**About this exercise:**
An exact copy of all the records is the expected answer.

********************

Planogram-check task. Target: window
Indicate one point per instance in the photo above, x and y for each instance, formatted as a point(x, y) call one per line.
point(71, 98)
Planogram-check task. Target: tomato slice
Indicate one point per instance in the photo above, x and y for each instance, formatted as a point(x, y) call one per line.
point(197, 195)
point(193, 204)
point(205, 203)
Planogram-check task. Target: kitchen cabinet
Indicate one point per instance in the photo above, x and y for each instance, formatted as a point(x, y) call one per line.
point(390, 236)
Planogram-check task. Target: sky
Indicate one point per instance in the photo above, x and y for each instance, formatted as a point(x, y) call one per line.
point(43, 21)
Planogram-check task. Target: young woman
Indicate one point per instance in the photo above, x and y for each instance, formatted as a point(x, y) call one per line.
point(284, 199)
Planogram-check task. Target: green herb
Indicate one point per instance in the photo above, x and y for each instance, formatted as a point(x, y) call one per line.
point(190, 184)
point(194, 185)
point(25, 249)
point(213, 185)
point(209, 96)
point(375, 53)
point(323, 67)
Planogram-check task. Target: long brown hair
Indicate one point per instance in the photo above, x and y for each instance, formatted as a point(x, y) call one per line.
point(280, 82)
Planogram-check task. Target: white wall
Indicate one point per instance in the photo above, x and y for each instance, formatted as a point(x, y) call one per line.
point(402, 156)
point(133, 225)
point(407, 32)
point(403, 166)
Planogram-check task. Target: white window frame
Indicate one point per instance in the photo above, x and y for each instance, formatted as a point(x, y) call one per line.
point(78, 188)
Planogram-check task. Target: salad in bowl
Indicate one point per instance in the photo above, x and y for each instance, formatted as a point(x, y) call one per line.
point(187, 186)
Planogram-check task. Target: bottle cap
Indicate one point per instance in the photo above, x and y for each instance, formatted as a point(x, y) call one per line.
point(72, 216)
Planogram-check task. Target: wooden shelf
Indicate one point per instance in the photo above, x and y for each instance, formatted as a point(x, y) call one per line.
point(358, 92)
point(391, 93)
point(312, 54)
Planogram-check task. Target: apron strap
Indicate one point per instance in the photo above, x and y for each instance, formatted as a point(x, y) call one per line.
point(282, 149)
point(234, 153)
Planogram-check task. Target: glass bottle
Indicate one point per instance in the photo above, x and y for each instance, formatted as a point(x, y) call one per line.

********************

**Solution for this exercise:**
Planogram-check task. Target: window
Indicate one point per instance in the photo above, x and y for each instance, formatted as a point(x, y) call one per line.
point(71, 98)
Planogram-check task. Target: tomato slice
Indicate one point per instance in the photo above, x and y for each instance, formatted as a point(x, y) call one per line.
point(197, 195)
point(193, 204)
point(205, 203)
Planogram-check task. Target: kitchen cabinet
Indicate one point per instance in the photo above, x and y for each instance, formatted as a point(x, y) call one per line.
point(390, 236)
Planogram-check task. Target: sky
Indicate one point per instance in the photo above, x and y for each instance, formatted as a point(x, y) call one per line.
point(43, 21)
Planogram-check task. Target: young woman
Indicate one point per instance in the photo above, x and y for each instance, formatted as a point(x, y) call one per line.
point(284, 199)
Planogram-check task. Target: green herb
Indicate one point per instance in the photo above, x and y for each instance, formatted as a point(x, y) call one per line.
point(190, 184)
point(194, 185)
point(25, 249)
point(213, 185)
point(209, 96)
point(375, 53)
point(323, 67)
Planogram-check task. Target: long brown hair
Indicate one point per instance in the photo above, x and y for each instance, formatted as a point(x, y) call one per line.
point(280, 82)
Planogram-check task. Target: white wall
Indicate one point per instance in the photo above, x and y for each instance, formatted as a point(x, y) call one per line.
point(402, 156)
point(133, 225)
point(407, 32)
point(403, 166)
Planogram-check task. Target: white window frame
Indicate one point per instance in the photo above, x and y for each instance, formatted as a point(x, y) call one per line.
point(78, 188)
Planogram-check task. Target: salad in bowl
Indicate one point per instance in the photo above, x and y for each instance, formatted as a point(x, y) call one per line.
point(187, 186)
Planogram-check task. Target: bottle cap
Indicate one point per instance in the photo above, x and y for each instance, formatted as a point(x, y) call one per line.
point(72, 216)
Planogram-check task. Target: wooden shelf
Indicate one point per instance in the photo above, x and y for each instance, formatted as a point(x, y) call one per line.
point(358, 92)
point(391, 93)
point(312, 54)
Planogram-check task. Target: apron strap
Indicate one point per instance in the photo above, x and y for each instance, formatted as a point(x, y) call one per line.
point(282, 149)
point(234, 153)
Planogram-check task. Target: glass bottle
Indicate one point per instance in the photo above, x and y for each instance, formatted as a point(x, y) call one per line.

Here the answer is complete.